Problem description: Display every line of the records below that contains the word "lake".

— Start Listed records —

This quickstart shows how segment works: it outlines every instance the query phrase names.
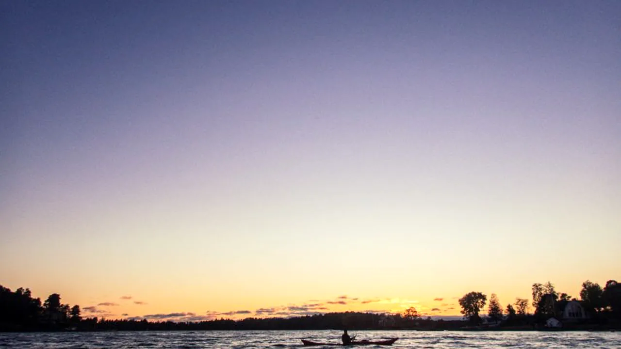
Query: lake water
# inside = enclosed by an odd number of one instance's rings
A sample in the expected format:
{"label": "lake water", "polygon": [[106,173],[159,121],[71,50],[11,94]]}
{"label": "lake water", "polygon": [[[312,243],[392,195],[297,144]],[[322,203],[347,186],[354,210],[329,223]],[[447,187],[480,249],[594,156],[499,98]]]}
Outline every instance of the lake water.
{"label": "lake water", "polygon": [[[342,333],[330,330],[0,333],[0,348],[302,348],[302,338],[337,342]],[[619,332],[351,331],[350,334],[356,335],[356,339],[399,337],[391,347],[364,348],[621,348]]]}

— End Listed records —
— Start Listed records —

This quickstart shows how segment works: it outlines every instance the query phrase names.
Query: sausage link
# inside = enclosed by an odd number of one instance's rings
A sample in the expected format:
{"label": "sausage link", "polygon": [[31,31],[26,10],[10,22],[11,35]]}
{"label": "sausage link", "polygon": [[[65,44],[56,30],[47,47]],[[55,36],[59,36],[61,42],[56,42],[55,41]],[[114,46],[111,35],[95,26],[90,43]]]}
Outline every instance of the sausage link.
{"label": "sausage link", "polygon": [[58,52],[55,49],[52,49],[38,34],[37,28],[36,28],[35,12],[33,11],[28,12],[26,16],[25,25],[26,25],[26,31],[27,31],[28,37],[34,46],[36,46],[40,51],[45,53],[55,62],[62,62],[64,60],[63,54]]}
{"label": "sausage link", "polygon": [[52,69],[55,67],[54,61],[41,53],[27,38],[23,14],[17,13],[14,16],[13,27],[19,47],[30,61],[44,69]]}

— End Listed records —

Final result:
Query: lake water
{"label": "lake water", "polygon": [[106,173],[159,121],[71,50],[11,94]]}
{"label": "lake water", "polygon": [[[312,243],[392,195],[297,144]],[[322,203],[347,186],[354,210],[329,223]],[[447,187],[480,249],[594,156],[499,98]]]}
Outline every instance of the lake water.
{"label": "lake water", "polygon": [[[342,333],[330,330],[0,333],[0,348],[302,348],[302,338],[337,342]],[[619,332],[351,331],[350,334],[356,335],[356,339],[399,337],[391,347],[364,348],[621,348]]]}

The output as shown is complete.